_PAGE EXCERPT_.
* * * *

Most of the CUDA examples are quite small and I think it won't be easy to write a larger software package with GPGPU support. I'm not sure what's the status is, but what about programs like Photoshop, Final Cut? Also raytracing seems to be quite fast.. What about software like Blender, Cinema4d, POV-Ray? Shipping a 3d package with a raytracer which supports CUDA (or OpenGL) is probably a feasible solution.

I personally think that many developers will use the GPU through a library in the future, for doing computational intensive stuff, such as linalg (CUBLAS), fft or something like this.

Nils
"You can't send a lot of data back and forth the main RAM and GPU ram. (It's dead slow)."Forgot to mention this too, you have to adjust your algorithm so it fits to the memory hierarchy of the GPU. Google for example for "cuda matrix multiplication shared memory"This makes programming even more brain time intensive and since brain time is usually the sparse resource..
Nils
+1  A: 

Check out this podcast: http://www.blogtalkradio.com/teachparallel/2009/06/09/teachparallel-dr-wen-mei-hwu-solving-data-intensive-problems

The main point is it's hard to do and takes enormous amount of time.. (and nerves ;) Also to mention, that the debugger (cuda-gdb) was released just recently. (For Linux, for Windows there is a beta of something for VS) I can also recommend the papers by Wen Mei Hwu just google.

Nils
+1  A: 

I was also impressed going into this but first you have the NVidia cards only issue which is a big turnoff for most open source applications, and in a similar way the uncertainty and immaturity of the field in that you don't really know if the trend will continue (I dont mean the multi core trend which is incredible I mean the offloading computation to the graphics card)

The whole methodology frankly seems quite suspect in terms of global engineering, it has the smacking of organic systems such as the brain that are governed by random factors and not a well planned HPC platform, my guess is that this will change in the very near future to incorporate multicore chips (with less strictness of context etc...) into the mother board much like math processors were incorporated in the past.

Intel and AMD will have the last word here and not only in a bad sense since they have better library writing skills than NVidia.

OpenCL and DirectCompute but mostly OpenCL are also forces to be reckoned with, I mean the whole paradigm balances on the fact that your system code will scale with time and allow larger Ns to be processed, if the hardware shifts around and causes you to rewrite in a different SDK once every several years this whole paradigm collapses.

Veltz
+1  A: 

Well, two main reasons that I can think of:

First, a lot of people still don't have the hardware required to get the kind of speedups seen on powerful GPU machines.

Second, it's still a pretty niche place in terms of programming. It's a (somewhat) new practice and it requires some extra work to get up and running. At least right now, an average programmer that has CUDA experience is hard to find, especially outside of academia.

This is largely due to the first reason in that there isn't a huge CUDA market share. Reasons for CUDA's specific success or lack of success is a different discussion. It would probably center around Nvidia's decision to keep CUDA very much proprietary. A problem with this is that developers and users who have the interest and hardware resources to utilize are very likely running on an open source platform and place value in open source ideals. Time is really what will tell in terms of how this decision turns out for Nvidia. Either way, as it stands, there is some cool stuff to do with CUDA.

Sean O'Hollaren

* * * *

_DATASET ROWS_.
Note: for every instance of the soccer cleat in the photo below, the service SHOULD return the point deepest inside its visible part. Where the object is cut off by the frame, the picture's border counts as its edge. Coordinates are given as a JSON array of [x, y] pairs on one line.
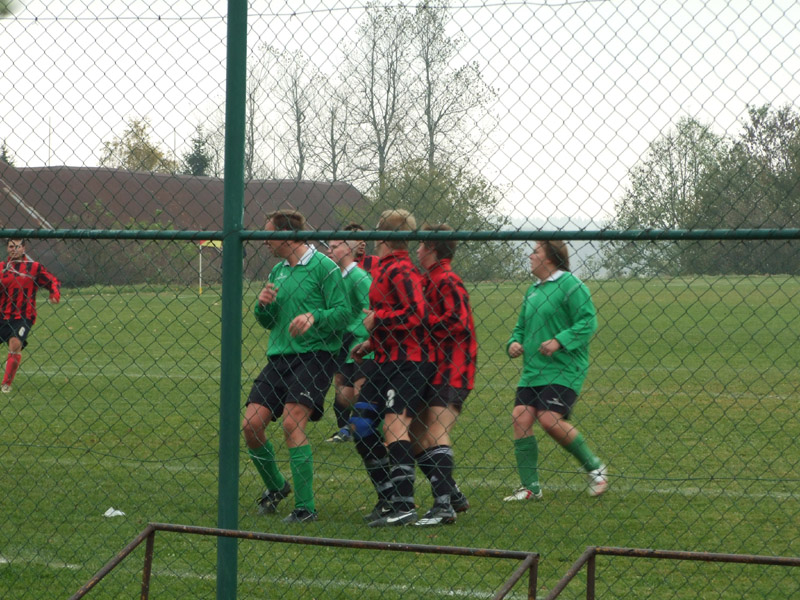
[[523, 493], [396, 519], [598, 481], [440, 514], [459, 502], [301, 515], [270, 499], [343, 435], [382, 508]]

* * * *

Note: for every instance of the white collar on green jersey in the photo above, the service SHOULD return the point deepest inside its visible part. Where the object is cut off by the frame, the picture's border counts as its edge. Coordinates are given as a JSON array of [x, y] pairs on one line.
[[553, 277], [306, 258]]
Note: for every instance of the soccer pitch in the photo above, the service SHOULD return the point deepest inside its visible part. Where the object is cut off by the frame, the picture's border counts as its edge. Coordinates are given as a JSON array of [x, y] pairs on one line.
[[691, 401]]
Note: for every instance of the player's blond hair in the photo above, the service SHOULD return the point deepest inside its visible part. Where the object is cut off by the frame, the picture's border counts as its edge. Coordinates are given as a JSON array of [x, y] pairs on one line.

* * * *

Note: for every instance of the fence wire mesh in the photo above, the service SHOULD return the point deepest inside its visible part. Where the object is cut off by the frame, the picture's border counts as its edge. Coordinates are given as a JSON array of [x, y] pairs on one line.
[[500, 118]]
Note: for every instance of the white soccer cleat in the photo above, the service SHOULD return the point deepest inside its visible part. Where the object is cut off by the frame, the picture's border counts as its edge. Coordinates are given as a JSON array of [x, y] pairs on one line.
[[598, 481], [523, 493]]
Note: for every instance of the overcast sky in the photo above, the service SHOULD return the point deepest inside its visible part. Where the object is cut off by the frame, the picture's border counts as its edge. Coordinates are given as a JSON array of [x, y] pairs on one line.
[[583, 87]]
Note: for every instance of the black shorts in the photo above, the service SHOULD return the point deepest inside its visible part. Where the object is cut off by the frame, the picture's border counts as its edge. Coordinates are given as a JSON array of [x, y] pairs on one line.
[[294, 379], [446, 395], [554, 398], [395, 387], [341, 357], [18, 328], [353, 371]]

* * * *

_GIVEN PROBLEM A_.
Output the part of the CUDA discussion between "I personally think" and "something like this.", inclusive.
_GIVEN PROBLEM B_.
Rewrite the rows between the lines holding "Note: for every instance of the white collar" and "Note: for every instance of the player's", inclusive, replacing "green jersey" with "blue jersey" and changing nothing else. Give only those rows.

_CORRECT OUTPUT A_.
I personally think that many developers will use the GPU through a library in the future, for doing computational intensive stuff, such as linalg (CUBLAS), fft or something like this.

_CORRECT OUTPUT B_.
Note: for every instance of the white collar on blue jersey in the photo above, the service SHOULD return the point deepest inside its visible part. Where the object is cut off by the frame, the picture's border counts as its edge. Coordinates are given as a JSON array of [x, y] pairs on one line.
[[553, 277], [306, 258]]
Note: for every instance of the soccer pitch in the photo above, the service SHOULD return the point deepest inside its visible part. Where the object is cut off by the frame, the picture's border counts as its edge. Coordinates are given as a JSON array of [x, y] pairs on one line.
[[691, 401]]
Note: for every instance of the player's blond hair in the photo above, the service SHOULD return the point deepest inside its visible part. Where the object is cut off by the frame, the picture's border counts as its edge. Coordinates are given as a JSON array of [x, y] pairs on one line.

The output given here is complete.